## To do:
Copy out the data from the line containing "Return one point per instance of the running" through the line containing "<point>140,235</point>", every line included. Raise each coordinate by 90 in the points that stand alone on their own lines, and leave the points embedded in longer sentences unchanged.

— Begin —

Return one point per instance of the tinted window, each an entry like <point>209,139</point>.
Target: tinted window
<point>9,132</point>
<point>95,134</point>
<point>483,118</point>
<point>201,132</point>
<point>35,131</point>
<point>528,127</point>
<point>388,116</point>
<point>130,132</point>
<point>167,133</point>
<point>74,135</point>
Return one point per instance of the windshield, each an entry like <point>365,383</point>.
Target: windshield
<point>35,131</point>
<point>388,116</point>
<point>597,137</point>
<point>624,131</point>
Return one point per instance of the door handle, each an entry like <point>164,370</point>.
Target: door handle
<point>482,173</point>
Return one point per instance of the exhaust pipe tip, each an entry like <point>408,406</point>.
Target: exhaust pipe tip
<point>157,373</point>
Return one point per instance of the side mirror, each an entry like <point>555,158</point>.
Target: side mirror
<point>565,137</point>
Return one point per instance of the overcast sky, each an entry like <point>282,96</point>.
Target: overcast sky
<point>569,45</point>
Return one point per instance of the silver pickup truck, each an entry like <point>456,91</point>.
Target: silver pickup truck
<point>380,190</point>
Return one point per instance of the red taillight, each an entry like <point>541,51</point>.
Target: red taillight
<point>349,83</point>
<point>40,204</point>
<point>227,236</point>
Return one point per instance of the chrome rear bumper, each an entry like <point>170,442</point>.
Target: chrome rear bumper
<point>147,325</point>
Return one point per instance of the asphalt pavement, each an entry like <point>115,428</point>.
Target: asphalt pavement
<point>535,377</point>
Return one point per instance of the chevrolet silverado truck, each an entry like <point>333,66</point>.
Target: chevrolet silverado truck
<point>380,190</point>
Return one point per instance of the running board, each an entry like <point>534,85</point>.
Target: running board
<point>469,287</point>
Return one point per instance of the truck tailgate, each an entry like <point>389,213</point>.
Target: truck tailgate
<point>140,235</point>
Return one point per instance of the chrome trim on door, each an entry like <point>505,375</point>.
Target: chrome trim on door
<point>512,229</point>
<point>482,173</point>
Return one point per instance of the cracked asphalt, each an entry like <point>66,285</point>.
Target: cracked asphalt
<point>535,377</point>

— End —

## Answer to the exercise:
Return one point per instance of the running board, each an entry like <point>534,85</point>.
Target: running board
<point>559,377</point>
Return one point per instance of the truck tailgate, each an entry like <point>389,213</point>.
Target: truck tailgate
<point>230,325</point>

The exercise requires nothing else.